Nothing but the Truth
Nothing but the Truth
Though it kept him behind bars, he wouldn't admit guilt for a crime he didn't commit.
My name is Cornelius Dupree , and I am a sex offender. I paced the narrow aisle between the bunks in my cell, going over the words in my mind, trying to force them to my lips.
Those were the words I would have to say in front of the other men in the counseling program if I wanted to get out of prison. The words that would set me free.
Twenty-four years. That’s how long I’d been an inmate at the Coffield Unit, a maximum-security state prison in East Texas. I’d been convicted of robbing a couple at gunpoint when I was 19. I was serving a 75-year sentence.
Three times before, I’d come up for parole. Each time I had been turned down. I’d spent more of my life inside, behind bars, than I had outside, in the real world.
Now, at last, the state parole board was offering me a chance at freedom. But first I had to attend a sex-offender program and admit that I had raped the female victim.

→ Data records:
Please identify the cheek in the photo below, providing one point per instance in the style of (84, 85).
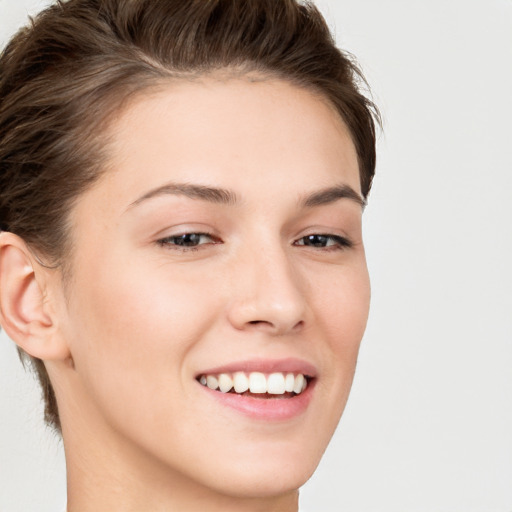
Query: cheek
(342, 317)
(136, 325)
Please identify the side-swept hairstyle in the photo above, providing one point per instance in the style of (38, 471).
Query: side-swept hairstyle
(68, 74)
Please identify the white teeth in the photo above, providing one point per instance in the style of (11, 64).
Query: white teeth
(289, 382)
(299, 381)
(225, 382)
(212, 382)
(275, 384)
(257, 383)
(241, 382)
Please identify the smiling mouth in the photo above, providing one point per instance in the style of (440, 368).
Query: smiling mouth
(257, 384)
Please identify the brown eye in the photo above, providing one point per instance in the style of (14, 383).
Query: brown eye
(187, 240)
(320, 241)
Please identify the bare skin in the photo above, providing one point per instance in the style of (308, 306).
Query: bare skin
(266, 177)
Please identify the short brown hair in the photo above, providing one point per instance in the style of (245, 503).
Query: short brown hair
(63, 78)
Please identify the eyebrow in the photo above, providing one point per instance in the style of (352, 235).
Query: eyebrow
(210, 194)
(332, 194)
(228, 197)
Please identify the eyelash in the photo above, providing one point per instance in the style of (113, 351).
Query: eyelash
(339, 243)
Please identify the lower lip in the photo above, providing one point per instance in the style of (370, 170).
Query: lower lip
(268, 409)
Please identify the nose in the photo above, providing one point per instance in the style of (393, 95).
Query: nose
(267, 294)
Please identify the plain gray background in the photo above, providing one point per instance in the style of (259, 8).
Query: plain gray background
(428, 427)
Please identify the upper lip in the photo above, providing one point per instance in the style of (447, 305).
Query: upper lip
(288, 365)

→ Exercise requirements:
1. Please list every cardinal number that appears in the account of Cornelius Dupree's imprisonment, each written as it appears there.
2. Write the next part of the account of Cornelius Dupree's imprisonment, picking up after its last sentence.

→ Responses to the tasks:
1. Twenty-four, 19, 75, Three

2.
I’d been charged with rape and robbery originally, and even though the rape charge had been dismissed, it was still in my file. If I admitted my guilt and expressed remorse, I would be released.
My fiancée, Selma, urged me to do it. So did my brother and sisters. I wanted to get out. I was tired of prison.
I wasn’t a kid anymore. I was middle-aged. I wanted to marry Selma. Get a decent job. Eat a home-cooked meal. Visit my mom’s grave. Meet my nieces and nephews. Do something good with what was left of my life.
There was one thing standing in my way. One huge thing: the truth. I hadn’t raped or robbed anyone. I was innocent.
I don’t mean that I was a squeaky-clean kid who spent all his time at church. I did go to church–I was baptized at age eight–but I can’t say I was mature in my faith or in my behavior.
In my teens I did the dumb things teenage guys in my Dallas neighborhood did back then–joyriding, drinking, smoking a little marijuana. Still, I had never been in really serious trouble.
That was why I wasn’t worried the night the cops picked me up, November 30, 1979. I was walking with Anthony Massingill, a guy I knew from the apartment complex where our families lived.
I hadn’t been planning to go out, but when he knocked on my door and asked if I wanted to go to a house party a few blocks away, I thought, Why not? I had put in a long day at work–I was a mechanic for a trailer company–and I was ready to have a little fun.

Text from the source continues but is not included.